Problem description: Find the line containing "Target: pile of sticks" in the records below. Copy exactly that line and each one after it, ending at the line containing "Every instance of the thin", and nothing more.

Source information:
.....

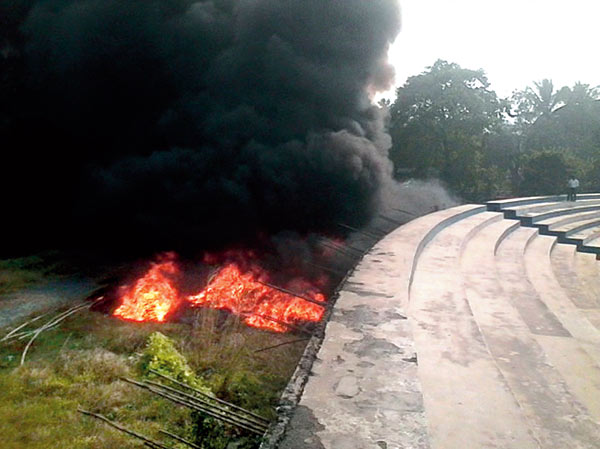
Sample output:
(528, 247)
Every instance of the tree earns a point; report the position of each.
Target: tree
(543, 173)
(440, 122)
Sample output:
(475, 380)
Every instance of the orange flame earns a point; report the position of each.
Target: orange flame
(263, 306)
(153, 296)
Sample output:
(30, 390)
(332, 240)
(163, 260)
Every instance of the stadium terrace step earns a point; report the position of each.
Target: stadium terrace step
(500, 205)
(510, 270)
(558, 222)
(562, 260)
(364, 386)
(530, 218)
(533, 375)
(541, 275)
(463, 329)
(459, 377)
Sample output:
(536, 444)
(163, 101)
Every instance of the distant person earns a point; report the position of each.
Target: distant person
(573, 185)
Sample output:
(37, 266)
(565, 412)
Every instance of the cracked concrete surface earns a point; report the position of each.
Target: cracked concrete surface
(459, 330)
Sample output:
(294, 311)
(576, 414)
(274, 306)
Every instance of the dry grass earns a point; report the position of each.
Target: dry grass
(80, 364)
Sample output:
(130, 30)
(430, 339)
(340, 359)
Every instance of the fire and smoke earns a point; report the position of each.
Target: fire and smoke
(182, 124)
(238, 286)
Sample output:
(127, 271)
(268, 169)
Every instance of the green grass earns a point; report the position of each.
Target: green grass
(79, 364)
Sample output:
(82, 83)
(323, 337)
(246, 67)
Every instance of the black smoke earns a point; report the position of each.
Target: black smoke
(177, 124)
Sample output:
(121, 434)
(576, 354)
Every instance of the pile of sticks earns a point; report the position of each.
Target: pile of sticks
(208, 405)
(196, 400)
(19, 333)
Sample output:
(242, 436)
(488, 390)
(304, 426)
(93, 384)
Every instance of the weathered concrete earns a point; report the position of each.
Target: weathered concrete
(364, 390)
(461, 329)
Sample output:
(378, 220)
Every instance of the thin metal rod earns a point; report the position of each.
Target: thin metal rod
(275, 320)
(281, 344)
(366, 233)
(391, 220)
(123, 429)
(195, 406)
(206, 403)
(181, 440)
(405, 212)
(322, 267)
(200, 392)
(340, 250)
(291, 293)
(344, 247)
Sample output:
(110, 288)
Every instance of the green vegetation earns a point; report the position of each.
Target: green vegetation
(447, 123)
(24, 271)
(80, 364)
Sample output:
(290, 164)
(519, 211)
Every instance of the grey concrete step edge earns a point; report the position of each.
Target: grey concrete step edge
(562, 236)
(530, 220)
(293, 392)
(435, 230)
(538, 209)
(497, 205)
(557, 222)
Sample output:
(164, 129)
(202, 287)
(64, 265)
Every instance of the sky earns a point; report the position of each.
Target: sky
(516, 42)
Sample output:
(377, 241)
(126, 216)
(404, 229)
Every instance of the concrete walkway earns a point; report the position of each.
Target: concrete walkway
(462, 329)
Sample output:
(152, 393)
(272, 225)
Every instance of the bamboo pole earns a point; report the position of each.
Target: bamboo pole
(195, 406)
(322, 267)
(181, 440)
(220, 401)
(50, 324)
(206, 403)
(405, 212)
(281, 344)
(391, 220)
(291, 293)
(278, 321)
(147, 440)
(335, 245)
(366, 233)
(16, 329)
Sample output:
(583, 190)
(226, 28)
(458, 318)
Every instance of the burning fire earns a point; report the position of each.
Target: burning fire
(154, 296)
(263, 306)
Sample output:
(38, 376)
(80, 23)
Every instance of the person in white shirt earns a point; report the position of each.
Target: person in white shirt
(573, 185)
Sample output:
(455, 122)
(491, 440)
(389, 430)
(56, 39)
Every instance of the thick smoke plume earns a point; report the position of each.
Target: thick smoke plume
(177, 124)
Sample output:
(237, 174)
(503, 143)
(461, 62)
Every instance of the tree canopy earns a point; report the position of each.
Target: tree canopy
(447, 123)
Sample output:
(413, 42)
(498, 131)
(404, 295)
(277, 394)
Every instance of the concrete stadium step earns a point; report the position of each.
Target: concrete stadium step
(467, 400)
(498, 205)
(562, 260)
(510, 269)
(574, 233)
(364, 388)
(534, 374)
(541, 275)
(533, 216)
(587, 234)
(559, 222)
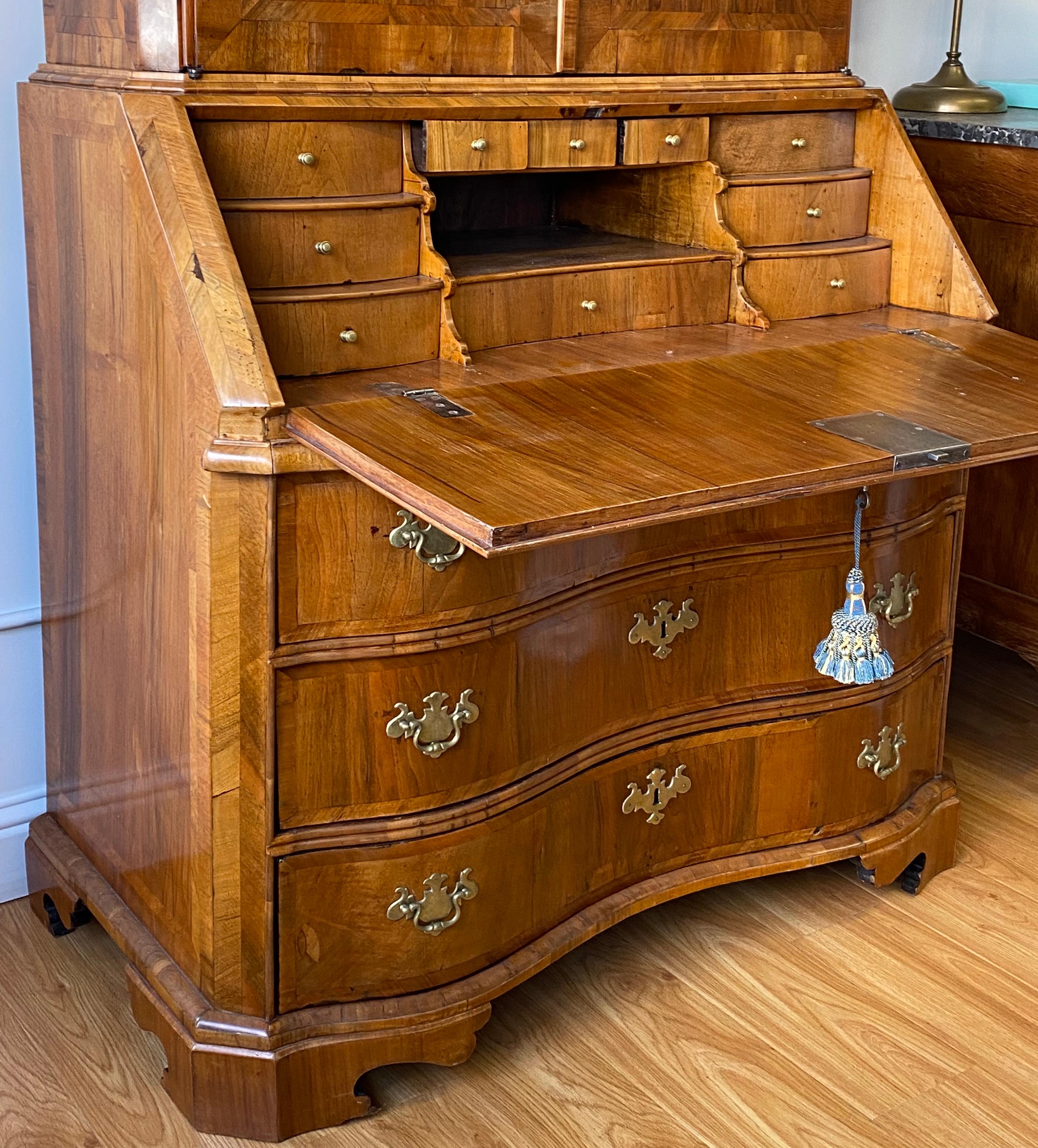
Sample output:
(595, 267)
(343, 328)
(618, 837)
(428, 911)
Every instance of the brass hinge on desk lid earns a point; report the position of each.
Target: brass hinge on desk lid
(912, 446)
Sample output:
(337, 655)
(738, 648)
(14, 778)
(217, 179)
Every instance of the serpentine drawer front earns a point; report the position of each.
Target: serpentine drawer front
(539, 863)
(711, 629)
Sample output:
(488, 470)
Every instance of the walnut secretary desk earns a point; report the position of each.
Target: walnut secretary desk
(437, 524)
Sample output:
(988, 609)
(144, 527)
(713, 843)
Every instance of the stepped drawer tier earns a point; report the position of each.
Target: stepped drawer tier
(321, 330)
(257, 160)
(360, 922)
(524, 309)
(312, 243)
(352, 564)
(678, 139)
(363, 726)
(782, 141)
(798, 211)
(819, 279)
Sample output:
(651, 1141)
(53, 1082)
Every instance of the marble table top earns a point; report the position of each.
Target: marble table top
(1016, 128)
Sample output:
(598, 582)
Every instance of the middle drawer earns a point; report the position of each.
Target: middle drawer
(563, 677)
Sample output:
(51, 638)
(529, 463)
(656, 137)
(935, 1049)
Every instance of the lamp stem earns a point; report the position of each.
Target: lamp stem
(957, 28)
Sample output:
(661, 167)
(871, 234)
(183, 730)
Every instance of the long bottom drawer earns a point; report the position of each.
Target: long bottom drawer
(373, 922)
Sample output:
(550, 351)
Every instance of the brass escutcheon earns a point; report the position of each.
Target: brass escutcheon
(898, 604)
(436, 910)
(432, 547)
(658, 796)
(664, 627)
(437, 730)
(884, 759)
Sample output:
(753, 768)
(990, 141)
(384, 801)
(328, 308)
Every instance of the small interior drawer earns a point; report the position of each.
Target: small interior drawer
(816, 211)
(322, 330)
(328, 241)
(678, 139)
(256, 160)
(835, 280)
(782, 141)
(470, 145)
(499, 311)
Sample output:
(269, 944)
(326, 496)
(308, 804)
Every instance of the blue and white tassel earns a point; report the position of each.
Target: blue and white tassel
(852, 654)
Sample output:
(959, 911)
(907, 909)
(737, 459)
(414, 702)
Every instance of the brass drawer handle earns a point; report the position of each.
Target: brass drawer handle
(431, 546)
(664, 627)
(884, 759)
(658, 796)
(436, 910)
(437, 730)
(898, 604)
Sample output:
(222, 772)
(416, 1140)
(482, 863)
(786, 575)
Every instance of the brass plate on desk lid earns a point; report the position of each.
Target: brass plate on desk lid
(912, 446)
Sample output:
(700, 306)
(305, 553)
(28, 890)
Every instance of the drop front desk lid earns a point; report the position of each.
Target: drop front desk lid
(570, 438)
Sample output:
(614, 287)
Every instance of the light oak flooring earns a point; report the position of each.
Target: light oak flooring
(804, 1010)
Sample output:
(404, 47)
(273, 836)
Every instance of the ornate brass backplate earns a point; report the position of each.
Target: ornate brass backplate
(658, 796)
(436, 910)
(884, 759)
(431, 546)
(437, 730)
(898, 604)
(664, 627)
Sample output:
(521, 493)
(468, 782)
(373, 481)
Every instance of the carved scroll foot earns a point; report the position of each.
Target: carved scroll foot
(918, 858)
(278, 1093)
(50, 896)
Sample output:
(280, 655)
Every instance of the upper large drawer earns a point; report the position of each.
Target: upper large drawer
(275, 160)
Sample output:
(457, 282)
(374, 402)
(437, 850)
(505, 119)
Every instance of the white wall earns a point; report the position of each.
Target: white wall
(893, 44)
(21, 660)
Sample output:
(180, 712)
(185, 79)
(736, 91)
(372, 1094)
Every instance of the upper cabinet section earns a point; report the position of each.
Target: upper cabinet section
(464, 38)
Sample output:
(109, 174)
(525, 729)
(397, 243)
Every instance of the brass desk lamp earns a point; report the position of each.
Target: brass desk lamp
(951, 90)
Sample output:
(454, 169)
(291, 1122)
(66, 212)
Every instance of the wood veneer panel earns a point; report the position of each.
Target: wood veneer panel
(539, 458)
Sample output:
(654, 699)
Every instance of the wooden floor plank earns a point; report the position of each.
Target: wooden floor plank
(797, 1012)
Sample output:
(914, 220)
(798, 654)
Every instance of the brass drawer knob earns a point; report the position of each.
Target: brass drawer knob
(431, 546)
(436, 910)
(886, 758)
(664, 627)
(896, 605)
(437, 730)
(658, 796)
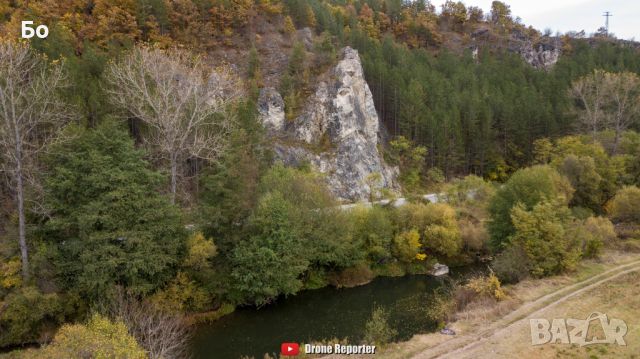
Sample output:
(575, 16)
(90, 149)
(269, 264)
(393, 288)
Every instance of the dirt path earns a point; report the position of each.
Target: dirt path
(463, 345)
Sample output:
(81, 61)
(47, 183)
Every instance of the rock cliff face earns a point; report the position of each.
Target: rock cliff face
(338, 132)
(544, 56)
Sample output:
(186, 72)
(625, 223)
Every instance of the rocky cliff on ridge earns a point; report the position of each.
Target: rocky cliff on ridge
(338, 131)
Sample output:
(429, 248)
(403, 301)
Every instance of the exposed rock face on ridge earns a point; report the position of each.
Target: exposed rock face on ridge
(342, 114)
(542, 57)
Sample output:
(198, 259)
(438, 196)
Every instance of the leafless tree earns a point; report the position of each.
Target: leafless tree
(608, 101)
(623, 92)
(31, 115)
(589, 92)
(180, 100)
(162, 334)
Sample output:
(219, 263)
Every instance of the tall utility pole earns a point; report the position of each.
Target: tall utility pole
(607, 15)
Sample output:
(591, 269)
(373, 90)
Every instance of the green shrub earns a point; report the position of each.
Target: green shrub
(544, 234)
(352, 276)
(374, 232)
(98, 338)
(26, 314)
(406, 246)
(377, 329)
(528, 187)
(625, 206)
(511, 265)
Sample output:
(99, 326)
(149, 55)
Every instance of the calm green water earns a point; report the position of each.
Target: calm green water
(322, 314)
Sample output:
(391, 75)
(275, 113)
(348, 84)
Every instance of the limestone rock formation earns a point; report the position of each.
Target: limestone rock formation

.....

Solved problem:
Target: pile of sticks
(208, 405)
(196, 400)
(19, 333)
Sample output:
(242, 436)
(488, 390)
(304, 426)
(93, 384)
Every instance of the weathered concrete earns a point; report the position of each.
Target: weathered concrete
(364, 390)
(461, 329)
Sample output:
(378, 220)
Every instance of the thin metal rod earns a point; report the position of each.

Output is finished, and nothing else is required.